TEXT FOR ANALYSIS
━━━

What to eat if fasting for weight loss?
Brunch can be a little larger than a normal breakfast (see my suggestion in the last section), but as you’re using IF to cut energy intake beware of treating it as an excuse for a feast or you’ll just end up eating the same amount of energy as you always do. Also, when reducing the number of meals you must increase each meal’s nutrient density and range as well as varying your ingredients across the week as with any good nutrition approach; IF shouldn’t lead to malnourishment nor limiting foods. The easiest way to achieve fat loss through fasting is to increase nutrient density, making vegetables the priority. Once again it’s easy to see how this could be compromised as people don’t tend to naturally fancy eating a plate of veg in the morning.
Who can fast and achieve fat loss?

━━━

DATA SECTION

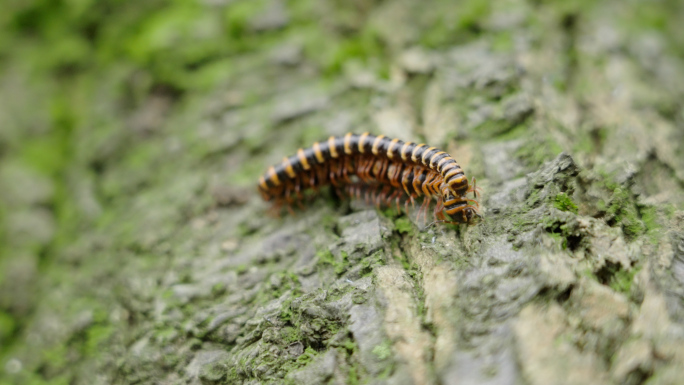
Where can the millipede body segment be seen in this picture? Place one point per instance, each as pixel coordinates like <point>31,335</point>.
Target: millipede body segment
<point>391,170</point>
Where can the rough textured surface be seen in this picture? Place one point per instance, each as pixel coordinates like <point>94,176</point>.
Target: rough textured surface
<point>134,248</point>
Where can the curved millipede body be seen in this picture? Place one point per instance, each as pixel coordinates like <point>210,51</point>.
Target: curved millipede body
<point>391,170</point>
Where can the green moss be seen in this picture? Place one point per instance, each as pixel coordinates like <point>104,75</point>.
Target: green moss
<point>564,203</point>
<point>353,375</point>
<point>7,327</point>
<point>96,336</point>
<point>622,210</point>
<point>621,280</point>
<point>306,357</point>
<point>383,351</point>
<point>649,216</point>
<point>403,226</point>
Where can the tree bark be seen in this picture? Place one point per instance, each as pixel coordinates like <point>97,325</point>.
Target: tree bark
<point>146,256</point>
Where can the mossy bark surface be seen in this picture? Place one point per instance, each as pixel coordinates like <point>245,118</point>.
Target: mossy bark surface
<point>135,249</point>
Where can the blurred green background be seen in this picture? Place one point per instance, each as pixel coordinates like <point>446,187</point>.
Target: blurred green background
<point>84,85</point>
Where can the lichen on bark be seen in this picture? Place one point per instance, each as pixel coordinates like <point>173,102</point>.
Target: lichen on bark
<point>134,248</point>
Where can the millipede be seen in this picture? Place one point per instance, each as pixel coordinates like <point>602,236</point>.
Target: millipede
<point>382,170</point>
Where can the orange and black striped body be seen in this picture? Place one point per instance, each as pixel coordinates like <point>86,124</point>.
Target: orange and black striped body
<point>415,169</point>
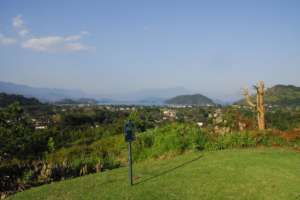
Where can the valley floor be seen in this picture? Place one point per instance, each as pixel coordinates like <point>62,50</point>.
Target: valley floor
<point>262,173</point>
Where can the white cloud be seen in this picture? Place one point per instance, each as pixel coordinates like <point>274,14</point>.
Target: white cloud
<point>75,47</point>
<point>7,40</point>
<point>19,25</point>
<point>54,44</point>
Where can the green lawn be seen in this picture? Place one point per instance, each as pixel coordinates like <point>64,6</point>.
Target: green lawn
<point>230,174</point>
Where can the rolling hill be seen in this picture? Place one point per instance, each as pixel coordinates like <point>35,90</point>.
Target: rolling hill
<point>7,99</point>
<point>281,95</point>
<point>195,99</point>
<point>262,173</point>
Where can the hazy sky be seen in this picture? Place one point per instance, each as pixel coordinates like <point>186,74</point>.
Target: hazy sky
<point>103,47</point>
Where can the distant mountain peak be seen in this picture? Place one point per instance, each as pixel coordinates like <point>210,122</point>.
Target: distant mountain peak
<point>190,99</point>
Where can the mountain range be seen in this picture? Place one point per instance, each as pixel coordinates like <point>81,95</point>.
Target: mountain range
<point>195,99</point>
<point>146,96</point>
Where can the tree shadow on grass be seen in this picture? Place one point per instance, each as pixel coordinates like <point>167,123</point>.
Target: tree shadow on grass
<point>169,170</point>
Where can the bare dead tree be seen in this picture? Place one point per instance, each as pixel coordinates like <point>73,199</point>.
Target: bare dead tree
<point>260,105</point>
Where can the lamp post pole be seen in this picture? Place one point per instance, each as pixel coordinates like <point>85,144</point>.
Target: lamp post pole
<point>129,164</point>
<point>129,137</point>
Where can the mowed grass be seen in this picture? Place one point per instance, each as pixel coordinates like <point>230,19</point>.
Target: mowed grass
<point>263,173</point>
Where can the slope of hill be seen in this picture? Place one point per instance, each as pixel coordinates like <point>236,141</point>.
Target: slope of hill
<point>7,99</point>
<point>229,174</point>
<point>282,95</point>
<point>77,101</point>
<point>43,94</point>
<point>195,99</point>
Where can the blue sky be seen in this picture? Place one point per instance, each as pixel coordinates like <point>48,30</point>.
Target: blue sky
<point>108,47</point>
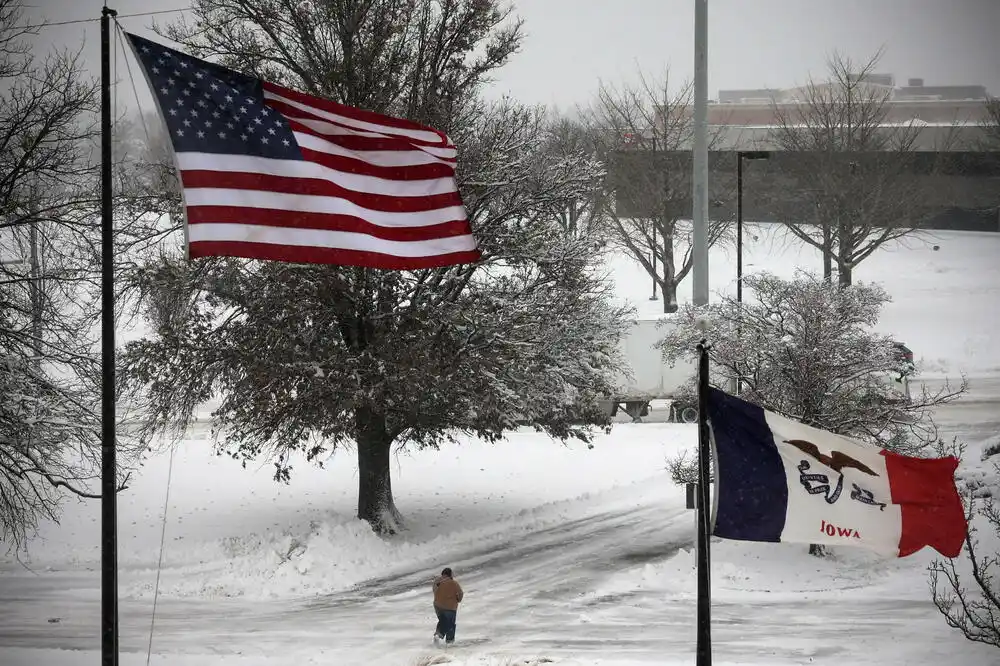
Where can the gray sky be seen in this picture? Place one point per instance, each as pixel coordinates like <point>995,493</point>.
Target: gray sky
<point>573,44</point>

━━━

BRIEF 1
According to the text on fasting for weight loss, what is the easiest way to achieve fat loss through fasting?
BRIEF 2
Restate the stretch of the fasting text from "What to eat" through "achieve fat loss?", replacing "nutrient density" with "nutritional value".

REPLY 1
Increase nutrient density, making vegetables the priority.

REPLY 2
What to eat if fasting for weight loss?
Brunch can be a little larger than a normal breakfast (see my suggestion in the last section), but as you’re using IF to cut energy intake beware of treating it as an excuse for a feast or you’ll just end up eating the same amount of energy as you always do. Also, when reducing the number of meals you must increase each meal’s nutritional value and range as well as varying your ingredients across the week as with any good nutrition approach; IF shouldn’t lead to malnourishment nor limiting foods. The easiest way to achieve fat loss through fasting is to increase nutritional value, making vegetables the priority. Once again it’s easy to see how this could be compromised as people don’t tend to naturally fancy eating a plate of veg in the morning.
Who can fast and achieve fat loss?